ФРАГМЕНТ ДОКУМЕНТА ▸
○ ○ ○ ○

12.06.2022

Вячеслав Орехов

Родился 20 февраля 1940 года в деревне Коломенки Тамбовской области; режиссер документального кино, сценарист, оператор, композитор. Заслуженный деятель искусств Российской Федерации (2002). Призер отечественных и международных кинофестивалей. Академик Российской Академии Кинематографических искусств «Ника».

Источник: книга "«Незабытые рассказы сердца». Вячеслав Орехов и его творчество". (Изд. — Москва, 2021 год, 292 стр., 176 илл.; с. 54-64).

Где нет наивности,
там нет искусства...

(А. Фет из письма И.С. Тургеневу)

Никифоров никогда не мучился, подобно старому Хайяму, вопросом: приобрел ли чего мир, когда он пришел в него, и потеряет ли что, когда уйдет из него? Его крестьянской натуре были не свойственны подобные праздные, на его взгляд, размышления. Но с уходом Никифорова мир лишился одного из своих самых светлых и целомудренных художников, поэтическая прелесть народных картинок которого – это очарование настоящего искусства без всяких скидок на примитив, непрофессионализм.

Прошло более десяти лет с той незабываемой посмертной выставки живописца в Центральном Доме литераторов, а до сих пор живет в душе ощущение праздника, встреча с которым остается на всю жизнь.

Бесхитростные и в то же время мудрые картинки Никифорова проникают в тебя как чарующий русский напев; они становятся частью твоей жизни, входя в нее такой необходимостью, как цветы, деревья, добрые друзья. И мысль о том, что подобной встречи с Никифоровым могло и не быть, кажется нелепой.

Никифоров, подобно чистому роднику, забил из самых глубин народной жизни. Он привнес в свои картинки народное понимание красоты, традиционное, почти фольклорное представление о добре и зле, всю здоровую душу народа, полную веселого оптимизма и озорного юмора.

Думается, что истоки творчества Никифорова не только в нем самом, но и вообще в творческом складе мышления простого трудового человека. Никифоров прежде всего был мастером своего дела, чем бы в жизни ни занимался. Всё это от глубокого уважения к труду, к ремеслу вообще. Да и картинки свои Никифоров создавал, точно мастерил, наслаждаясь прежде всего самим процессом работы. Кстати, Никифоров, будучи уже автором сотен чудесных акварелей, всегда чувствовал себя очень неловко, если кто-то называл его художником. «Какой из меня художник? – искренне удивлялся он. – На художника учиться надо, а я так, самоучка, для себя малюю». Он никак не мог взять в толк, что дело здесь не только в специальном образовании, что всякого настоящего художника можно назвать в какой-то мере самоучкой, то есть человеком, самостоятельно овладевшим только ему одному присущим языком. Никифоров был сам себе школой, в которой и учил и учился, руководствуясь лишь природной смекалкой да извечным художественным чутьем народного мастера: как мера и красота скажут. В этом смысле он очень похож на того классического невежду, который в конце концов и делает открытие, нарушая при этом сложившиеся правила.

○ ○ ○ ○

Записи из набора данных:
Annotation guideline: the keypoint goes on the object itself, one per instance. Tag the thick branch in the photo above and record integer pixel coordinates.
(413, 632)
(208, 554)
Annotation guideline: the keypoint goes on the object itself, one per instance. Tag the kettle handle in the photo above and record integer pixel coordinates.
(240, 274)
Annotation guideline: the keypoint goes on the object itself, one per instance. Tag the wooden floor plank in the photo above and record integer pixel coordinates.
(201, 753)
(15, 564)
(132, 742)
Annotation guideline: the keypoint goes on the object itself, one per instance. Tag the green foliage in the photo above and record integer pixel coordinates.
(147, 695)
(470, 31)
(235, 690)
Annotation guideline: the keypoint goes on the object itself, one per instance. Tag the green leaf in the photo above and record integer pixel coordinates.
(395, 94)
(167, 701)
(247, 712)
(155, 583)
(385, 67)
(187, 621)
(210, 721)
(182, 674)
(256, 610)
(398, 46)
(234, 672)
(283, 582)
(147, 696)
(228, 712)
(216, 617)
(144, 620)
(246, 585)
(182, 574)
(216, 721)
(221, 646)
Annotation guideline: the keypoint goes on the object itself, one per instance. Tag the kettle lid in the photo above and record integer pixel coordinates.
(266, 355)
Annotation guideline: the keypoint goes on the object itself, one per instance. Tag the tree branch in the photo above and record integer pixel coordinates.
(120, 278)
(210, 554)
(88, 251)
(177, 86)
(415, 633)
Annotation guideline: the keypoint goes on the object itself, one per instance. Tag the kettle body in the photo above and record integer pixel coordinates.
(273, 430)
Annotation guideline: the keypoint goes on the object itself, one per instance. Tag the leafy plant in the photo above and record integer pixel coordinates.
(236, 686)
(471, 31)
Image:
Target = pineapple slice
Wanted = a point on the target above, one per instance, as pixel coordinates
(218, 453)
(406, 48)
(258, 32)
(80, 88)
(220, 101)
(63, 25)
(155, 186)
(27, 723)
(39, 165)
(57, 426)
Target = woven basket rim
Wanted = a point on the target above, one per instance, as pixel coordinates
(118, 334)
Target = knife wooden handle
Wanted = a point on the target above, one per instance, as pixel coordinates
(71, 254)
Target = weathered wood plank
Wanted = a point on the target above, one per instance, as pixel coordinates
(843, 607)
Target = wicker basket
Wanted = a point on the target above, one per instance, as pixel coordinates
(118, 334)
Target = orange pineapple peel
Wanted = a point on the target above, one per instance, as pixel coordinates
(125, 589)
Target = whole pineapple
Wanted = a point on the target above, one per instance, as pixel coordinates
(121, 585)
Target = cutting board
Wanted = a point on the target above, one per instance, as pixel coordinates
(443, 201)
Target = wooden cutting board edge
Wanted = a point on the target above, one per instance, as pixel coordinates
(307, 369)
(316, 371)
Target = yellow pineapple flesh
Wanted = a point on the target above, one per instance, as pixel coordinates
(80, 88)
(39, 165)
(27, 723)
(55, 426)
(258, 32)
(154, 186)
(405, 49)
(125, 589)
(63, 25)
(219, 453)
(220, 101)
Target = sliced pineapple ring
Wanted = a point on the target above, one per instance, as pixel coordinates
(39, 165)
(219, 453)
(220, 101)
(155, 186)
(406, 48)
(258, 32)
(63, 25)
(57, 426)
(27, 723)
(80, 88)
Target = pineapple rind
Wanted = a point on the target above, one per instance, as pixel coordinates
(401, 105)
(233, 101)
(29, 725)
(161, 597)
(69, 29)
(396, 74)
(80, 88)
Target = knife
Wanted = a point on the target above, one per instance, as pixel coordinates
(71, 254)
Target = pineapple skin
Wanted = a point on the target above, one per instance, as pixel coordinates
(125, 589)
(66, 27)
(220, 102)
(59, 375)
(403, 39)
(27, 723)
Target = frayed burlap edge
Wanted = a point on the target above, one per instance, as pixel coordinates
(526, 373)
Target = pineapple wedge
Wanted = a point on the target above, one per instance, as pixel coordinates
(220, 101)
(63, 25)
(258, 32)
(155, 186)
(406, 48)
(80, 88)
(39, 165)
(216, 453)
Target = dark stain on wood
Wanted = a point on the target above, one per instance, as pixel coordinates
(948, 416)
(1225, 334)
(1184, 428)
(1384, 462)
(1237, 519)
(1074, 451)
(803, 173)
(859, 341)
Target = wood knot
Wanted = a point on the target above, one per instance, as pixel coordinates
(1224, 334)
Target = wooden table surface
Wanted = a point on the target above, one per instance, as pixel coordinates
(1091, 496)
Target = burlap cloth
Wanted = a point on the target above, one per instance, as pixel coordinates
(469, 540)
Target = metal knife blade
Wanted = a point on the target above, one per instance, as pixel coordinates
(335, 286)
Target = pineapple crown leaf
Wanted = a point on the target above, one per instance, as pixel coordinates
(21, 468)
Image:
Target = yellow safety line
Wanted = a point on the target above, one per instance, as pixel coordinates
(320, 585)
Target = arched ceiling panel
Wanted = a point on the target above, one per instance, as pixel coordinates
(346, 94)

○ ○ ○ ○

ЧТО СДЕЛАТЬ ▸
1. Где, по словам фрагмента о Никифорове, проходила посмертная выставка живописца?
2. Определите, согласуются ли с фрагментом о Никифорове следующие утверждения: (a) Никифоров охотно называл себя художником; (b) Никифоров был автором сотен акварелей; (c) с посмертной выставки живописца прошло меньше пяти лет.
3. Выпишите из фрагмента о Никифорове текст от слов «Прошло более десяти» до слов «и озорного юмора.» включительно.

ОТВЕТЫ ПО ЗАДАНИЯМ ▸
1. В Центральном Доме литераторов.

2.
(a) Нет: «всегда чувствовал себя очень неловко, если кто-то называл его художником».
(b) Да: «будучи уже автором сотен чудесных акварелей».
(c) Нет: «Прошло более десяти лет с той незабываемой посмертной выставки живописца».

3.
Прошло более десяти лет с той незабываемой посмертной выставки живописца в Центральном Доме литераторов, а до сих пор живет в душе ощущение праздника, встреча с которым остается на всю жизнь.

Бесхитростные и в то же время мудрые картинки Никифорова проникают в тебя как чарующий русский напев; они становятся частью твоей жизни, входя в нее такой необходимостью, как цветы, деревья, добрые друзья. И мысль о том, что подобной встречи с Никифоровым могло и не быть, кажется нелепой.

Никифоров, подобно чистому роднику, забил из самых глубин народной жизни. Он привнес в свои картинки народное понимание красоты, традиционное, почти фольклорное представление о добре и зле, всю здоровую душу народа, полную веселого оптимизма и озорного юмора.